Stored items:
=== Begin Enclosure ===

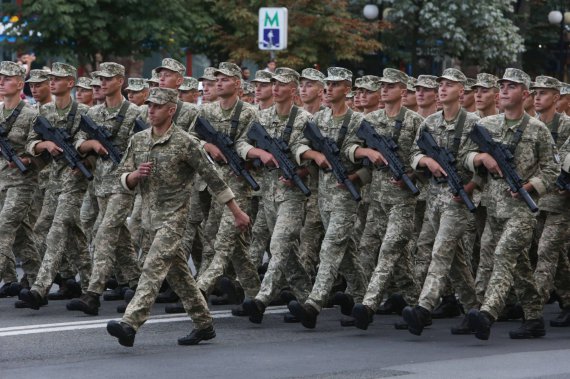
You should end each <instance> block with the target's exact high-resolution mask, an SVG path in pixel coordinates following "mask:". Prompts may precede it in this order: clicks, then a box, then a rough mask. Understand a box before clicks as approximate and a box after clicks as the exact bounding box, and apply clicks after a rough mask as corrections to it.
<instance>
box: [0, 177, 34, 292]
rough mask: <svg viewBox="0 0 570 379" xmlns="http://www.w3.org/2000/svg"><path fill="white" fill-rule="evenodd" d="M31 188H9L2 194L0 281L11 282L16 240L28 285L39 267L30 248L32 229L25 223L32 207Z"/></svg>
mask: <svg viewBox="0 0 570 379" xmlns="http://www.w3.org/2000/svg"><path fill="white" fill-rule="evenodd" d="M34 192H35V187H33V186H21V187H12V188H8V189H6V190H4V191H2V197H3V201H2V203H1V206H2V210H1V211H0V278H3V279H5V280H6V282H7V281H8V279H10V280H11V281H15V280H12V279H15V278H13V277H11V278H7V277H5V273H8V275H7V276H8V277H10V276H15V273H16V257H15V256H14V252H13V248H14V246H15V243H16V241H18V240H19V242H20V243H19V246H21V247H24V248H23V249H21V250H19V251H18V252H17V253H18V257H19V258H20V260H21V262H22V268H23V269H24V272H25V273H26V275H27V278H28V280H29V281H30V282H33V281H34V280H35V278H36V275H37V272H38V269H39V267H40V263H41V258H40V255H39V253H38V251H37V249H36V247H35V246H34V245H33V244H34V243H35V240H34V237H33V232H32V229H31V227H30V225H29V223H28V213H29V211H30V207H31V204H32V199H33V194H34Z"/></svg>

=== End Enclosure ===
=== Begin Enclosure ===

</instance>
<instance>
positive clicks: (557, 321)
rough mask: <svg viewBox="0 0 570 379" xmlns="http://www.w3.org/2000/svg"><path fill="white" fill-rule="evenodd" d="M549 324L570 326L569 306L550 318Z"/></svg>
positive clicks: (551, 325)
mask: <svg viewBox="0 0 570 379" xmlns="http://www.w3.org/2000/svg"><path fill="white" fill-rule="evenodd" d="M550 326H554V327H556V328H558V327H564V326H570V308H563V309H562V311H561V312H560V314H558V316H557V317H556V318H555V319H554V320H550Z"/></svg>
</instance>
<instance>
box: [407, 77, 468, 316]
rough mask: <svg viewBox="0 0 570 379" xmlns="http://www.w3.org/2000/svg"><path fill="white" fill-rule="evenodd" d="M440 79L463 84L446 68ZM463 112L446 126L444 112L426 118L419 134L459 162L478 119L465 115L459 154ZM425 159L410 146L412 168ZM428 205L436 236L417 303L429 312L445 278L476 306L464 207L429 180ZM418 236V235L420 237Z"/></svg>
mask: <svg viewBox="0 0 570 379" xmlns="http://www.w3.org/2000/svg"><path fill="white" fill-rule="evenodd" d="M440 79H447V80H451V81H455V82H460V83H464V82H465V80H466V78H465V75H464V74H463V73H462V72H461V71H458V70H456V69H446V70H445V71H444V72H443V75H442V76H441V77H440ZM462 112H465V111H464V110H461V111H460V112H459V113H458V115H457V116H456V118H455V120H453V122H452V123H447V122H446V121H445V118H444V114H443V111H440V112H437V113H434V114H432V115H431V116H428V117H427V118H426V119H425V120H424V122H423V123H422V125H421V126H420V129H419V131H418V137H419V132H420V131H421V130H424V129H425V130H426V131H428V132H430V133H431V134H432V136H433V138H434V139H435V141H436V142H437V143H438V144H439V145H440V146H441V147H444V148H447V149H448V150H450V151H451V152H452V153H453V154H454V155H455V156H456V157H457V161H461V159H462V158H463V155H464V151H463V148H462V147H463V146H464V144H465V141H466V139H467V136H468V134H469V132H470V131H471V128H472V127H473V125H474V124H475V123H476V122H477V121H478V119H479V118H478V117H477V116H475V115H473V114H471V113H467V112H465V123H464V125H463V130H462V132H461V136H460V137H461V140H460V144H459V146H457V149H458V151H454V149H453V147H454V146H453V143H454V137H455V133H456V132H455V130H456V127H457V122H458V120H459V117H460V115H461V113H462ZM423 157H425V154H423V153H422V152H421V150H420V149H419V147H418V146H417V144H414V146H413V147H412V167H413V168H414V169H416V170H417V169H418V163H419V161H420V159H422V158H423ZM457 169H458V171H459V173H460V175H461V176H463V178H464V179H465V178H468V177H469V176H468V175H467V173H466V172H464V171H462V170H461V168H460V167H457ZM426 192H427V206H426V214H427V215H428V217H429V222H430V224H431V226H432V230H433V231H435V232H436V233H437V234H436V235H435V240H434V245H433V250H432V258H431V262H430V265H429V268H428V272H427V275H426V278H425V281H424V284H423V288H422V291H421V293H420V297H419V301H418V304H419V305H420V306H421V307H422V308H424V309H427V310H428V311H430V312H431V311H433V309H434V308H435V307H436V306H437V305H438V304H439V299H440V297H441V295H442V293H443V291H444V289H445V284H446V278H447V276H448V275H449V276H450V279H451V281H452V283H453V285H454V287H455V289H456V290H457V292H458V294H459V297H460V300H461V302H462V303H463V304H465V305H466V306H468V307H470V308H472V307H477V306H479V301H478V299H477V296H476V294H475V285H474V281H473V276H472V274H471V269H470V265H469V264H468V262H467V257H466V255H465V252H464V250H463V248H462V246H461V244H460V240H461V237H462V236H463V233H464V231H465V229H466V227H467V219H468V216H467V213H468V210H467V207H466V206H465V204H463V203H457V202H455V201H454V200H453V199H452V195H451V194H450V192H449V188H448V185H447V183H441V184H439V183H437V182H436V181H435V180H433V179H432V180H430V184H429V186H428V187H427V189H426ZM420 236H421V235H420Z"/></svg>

=== End Enclosure ===

— THE TASK —
Copy, exactly and only, the lines above that begin with the one containing "You should end" and finish with the one containing "box: [0, 177, 34, 292]".

— SOLVED PROBLEM —
You should end each <instance> block with the target's exact high-resolution mask, an SVG path in pixel coordinates following "mask:". Prompts may precede it in this order: clicks, then a box, then a rough mask. Understand a box before clicks as approximate and a box after clicks as the exact bounding box, and apply clicks after a rough mask as corrections to it.
<instance>
box: [0, 177, 34, 292]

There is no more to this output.